Exercise prompt:
Reproduce verbatim the stretch of the Moscow metro post from "But the best" through "of the geriatrics).".

Excerpt:

........

Saturday, February 14, 2009

It Takes a Lot to Laugh, It Takes a Metro to Cry

As a vocal advocate for public transportation who never lived in a town with any decent transit system, I was thrilled to make use of the Moscow metro. I can’t compare the layout to that of any other major city (having never visited one), but I find it incredibly easy to navigate: the criss-crossed, color-coded lines with an all-connecting ring line in the center make it difficult to get lost. On top of that, the stations themselves are beautiful. Most stations feature high-ceilinged halls of marble and display triumphant Soviet-era reliefs and murals.
But the best part is that the metro serves as a window into the soul of the city’s population. Every trip offers a little slice of the local culture and highlights some anthropological insights. For example, the generation gap is palpable; often times I’ll see a couple of old men in ushankas and greatcoats exit at one stop and kids with blue hair and co-opted European designer clothes replace them, cranking their iPods and taking any available seat. Traditionally, seats are almost always ceded to babushkas, which is why I rarely bother sitting down when a free one appears, but modern youth tend to ignore these standards (and the resulting passive-aggressive glares of the geriatrics).

........

Supplied entries:
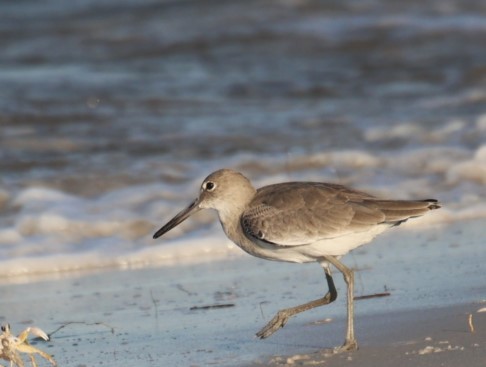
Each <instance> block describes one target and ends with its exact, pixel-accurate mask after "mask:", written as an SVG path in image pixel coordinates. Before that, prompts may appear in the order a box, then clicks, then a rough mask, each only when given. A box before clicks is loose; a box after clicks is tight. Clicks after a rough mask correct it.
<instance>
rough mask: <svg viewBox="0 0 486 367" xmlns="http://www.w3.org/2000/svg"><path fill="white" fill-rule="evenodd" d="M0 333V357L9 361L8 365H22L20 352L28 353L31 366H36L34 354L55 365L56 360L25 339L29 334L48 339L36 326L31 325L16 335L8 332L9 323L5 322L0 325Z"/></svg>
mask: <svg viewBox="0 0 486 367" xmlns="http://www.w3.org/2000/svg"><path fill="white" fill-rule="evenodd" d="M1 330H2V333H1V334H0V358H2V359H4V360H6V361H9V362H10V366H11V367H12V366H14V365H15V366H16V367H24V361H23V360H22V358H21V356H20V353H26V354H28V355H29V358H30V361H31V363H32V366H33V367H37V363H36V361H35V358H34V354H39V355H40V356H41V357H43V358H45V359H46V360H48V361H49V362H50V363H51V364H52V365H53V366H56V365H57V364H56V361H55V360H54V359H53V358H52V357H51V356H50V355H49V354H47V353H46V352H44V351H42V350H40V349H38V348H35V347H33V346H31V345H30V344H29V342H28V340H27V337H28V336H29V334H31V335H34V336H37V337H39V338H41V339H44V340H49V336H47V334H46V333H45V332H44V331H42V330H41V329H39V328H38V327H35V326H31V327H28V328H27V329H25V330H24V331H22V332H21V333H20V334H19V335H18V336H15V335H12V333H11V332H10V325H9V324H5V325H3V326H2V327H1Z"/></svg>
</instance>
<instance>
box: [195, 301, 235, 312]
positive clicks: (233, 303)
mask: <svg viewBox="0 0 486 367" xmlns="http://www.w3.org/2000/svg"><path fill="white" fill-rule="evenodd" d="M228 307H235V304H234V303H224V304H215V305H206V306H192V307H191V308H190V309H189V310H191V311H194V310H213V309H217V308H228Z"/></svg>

........

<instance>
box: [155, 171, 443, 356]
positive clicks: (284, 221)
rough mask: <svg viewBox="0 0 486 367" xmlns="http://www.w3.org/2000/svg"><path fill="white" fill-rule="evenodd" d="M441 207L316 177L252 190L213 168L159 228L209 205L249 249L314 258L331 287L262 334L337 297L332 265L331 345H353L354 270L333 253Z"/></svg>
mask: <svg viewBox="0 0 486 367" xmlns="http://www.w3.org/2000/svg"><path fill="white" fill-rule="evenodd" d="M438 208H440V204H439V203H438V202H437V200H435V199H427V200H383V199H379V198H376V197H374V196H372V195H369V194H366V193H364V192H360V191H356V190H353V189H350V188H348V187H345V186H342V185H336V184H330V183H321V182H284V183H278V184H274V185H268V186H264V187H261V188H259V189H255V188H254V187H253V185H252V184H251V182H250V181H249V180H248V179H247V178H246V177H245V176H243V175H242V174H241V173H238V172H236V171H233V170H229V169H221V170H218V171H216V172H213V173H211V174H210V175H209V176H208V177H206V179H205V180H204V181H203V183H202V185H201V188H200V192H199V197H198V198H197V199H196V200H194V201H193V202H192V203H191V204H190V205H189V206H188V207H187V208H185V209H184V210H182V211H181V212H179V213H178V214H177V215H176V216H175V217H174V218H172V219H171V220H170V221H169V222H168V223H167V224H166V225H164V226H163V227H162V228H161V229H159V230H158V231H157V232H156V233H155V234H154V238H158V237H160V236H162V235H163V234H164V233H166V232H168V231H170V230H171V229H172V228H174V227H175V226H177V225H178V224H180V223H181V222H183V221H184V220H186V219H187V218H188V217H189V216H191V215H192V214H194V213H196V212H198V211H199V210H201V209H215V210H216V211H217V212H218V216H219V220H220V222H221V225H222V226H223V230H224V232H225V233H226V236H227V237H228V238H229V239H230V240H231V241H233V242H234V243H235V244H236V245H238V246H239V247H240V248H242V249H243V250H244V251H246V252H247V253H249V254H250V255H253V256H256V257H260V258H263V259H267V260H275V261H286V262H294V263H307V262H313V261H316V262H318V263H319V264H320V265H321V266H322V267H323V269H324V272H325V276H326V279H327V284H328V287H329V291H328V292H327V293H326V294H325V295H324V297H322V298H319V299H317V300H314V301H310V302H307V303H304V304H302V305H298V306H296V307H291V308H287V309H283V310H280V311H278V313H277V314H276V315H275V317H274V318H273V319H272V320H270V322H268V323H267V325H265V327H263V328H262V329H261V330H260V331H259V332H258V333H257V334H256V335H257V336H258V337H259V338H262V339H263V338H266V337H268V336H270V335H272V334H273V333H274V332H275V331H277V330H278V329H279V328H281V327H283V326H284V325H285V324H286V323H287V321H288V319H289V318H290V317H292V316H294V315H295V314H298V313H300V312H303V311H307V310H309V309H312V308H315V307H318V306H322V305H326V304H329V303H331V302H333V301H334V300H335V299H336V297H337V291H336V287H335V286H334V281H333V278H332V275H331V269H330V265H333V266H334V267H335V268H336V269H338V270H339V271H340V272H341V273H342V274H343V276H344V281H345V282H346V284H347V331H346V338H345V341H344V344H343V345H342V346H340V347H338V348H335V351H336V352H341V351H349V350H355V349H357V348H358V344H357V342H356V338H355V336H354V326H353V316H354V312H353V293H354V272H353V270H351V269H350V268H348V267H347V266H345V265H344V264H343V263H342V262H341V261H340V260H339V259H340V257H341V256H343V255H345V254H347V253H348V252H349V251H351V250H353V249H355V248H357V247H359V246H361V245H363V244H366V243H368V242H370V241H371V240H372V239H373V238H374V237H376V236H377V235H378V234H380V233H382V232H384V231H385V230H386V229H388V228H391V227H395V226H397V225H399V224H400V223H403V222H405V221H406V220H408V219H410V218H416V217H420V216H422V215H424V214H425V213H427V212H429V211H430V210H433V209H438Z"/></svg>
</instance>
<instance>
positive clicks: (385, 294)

........

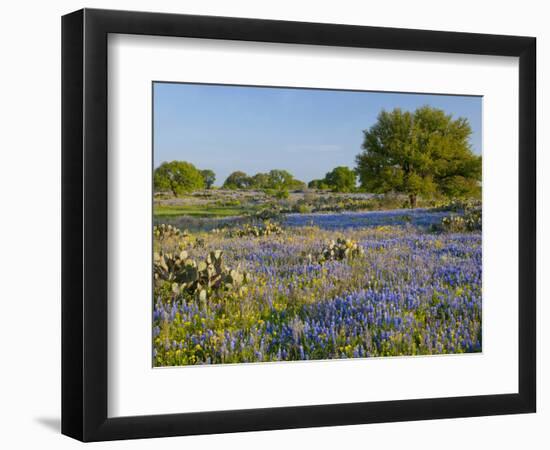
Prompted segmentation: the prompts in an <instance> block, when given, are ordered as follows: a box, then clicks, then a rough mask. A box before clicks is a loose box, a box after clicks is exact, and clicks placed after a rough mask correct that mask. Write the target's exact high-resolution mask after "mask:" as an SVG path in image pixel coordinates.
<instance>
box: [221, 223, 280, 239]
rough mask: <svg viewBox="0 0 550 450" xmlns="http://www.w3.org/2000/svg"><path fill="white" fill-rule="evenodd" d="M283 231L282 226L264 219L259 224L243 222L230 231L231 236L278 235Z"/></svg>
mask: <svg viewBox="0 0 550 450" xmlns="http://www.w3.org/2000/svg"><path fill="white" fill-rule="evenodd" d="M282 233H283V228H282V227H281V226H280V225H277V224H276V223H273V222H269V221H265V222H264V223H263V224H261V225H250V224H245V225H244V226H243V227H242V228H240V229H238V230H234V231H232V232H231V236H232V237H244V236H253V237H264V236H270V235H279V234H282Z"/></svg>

........

Task answer:
But the best part is that the metro serves as a window into the soul of the city’s population. Every trip offers a little slice of the local culture and highlights some anthropological insights. For example, the generation gap is palpable; often times I’ll see a couple of old men in ushankas and greatcoats exit at one stop and kids with blue hair and co-opted European designer clothes replace them, cranking their iPods and taking any available seat. Traditionally, seats are almost always ceded to babushkas, which is why I rarely bother sitting down when a free one appears, but modern youth tend to ignore these standards (and the resulting passive-aggressive glares of the geriatrics).